Input =
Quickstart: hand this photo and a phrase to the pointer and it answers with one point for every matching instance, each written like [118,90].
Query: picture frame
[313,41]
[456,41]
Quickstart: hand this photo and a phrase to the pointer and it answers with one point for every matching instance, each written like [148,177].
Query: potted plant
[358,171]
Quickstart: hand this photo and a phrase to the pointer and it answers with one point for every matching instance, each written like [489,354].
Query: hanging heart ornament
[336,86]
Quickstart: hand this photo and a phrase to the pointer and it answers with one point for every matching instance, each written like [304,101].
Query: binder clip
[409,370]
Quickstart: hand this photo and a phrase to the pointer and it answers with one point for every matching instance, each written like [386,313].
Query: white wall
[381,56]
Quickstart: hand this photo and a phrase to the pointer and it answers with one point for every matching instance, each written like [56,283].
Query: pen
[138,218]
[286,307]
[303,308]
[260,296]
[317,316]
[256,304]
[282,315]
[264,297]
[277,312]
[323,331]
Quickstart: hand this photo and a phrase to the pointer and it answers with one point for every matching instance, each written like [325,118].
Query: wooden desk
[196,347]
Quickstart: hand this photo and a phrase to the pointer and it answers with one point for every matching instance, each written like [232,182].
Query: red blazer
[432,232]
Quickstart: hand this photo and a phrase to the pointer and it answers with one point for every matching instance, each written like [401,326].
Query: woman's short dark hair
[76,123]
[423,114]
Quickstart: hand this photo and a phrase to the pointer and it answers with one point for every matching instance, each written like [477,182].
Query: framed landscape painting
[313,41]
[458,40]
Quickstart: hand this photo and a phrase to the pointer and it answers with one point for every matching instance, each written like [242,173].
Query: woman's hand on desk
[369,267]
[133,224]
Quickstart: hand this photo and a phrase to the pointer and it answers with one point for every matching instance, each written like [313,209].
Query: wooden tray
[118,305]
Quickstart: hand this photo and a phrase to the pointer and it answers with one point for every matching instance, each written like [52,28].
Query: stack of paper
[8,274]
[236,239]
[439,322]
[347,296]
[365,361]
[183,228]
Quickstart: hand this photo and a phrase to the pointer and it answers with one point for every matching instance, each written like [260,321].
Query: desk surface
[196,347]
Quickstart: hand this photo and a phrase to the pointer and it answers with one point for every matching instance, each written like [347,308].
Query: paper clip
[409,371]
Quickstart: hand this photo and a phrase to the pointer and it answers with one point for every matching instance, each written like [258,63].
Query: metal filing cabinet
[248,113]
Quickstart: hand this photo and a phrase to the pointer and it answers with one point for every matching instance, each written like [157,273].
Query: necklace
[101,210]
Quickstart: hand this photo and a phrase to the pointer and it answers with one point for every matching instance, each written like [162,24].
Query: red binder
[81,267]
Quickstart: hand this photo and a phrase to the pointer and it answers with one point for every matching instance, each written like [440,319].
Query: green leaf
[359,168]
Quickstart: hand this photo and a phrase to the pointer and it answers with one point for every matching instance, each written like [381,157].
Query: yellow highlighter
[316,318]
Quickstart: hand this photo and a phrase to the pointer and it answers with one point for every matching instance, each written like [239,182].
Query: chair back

Prompt = Your answer should hold exactly the lines from the one containing "Query: yellow highlighter" to the last line of the data, both included, and no others.

Worked solution =
Query: yellow highlighter
[316,318]
Quickstart: hand this photo and a phrase to the pointer and it answers with one point for every matching instance, each written like [239,182].
Query: chair back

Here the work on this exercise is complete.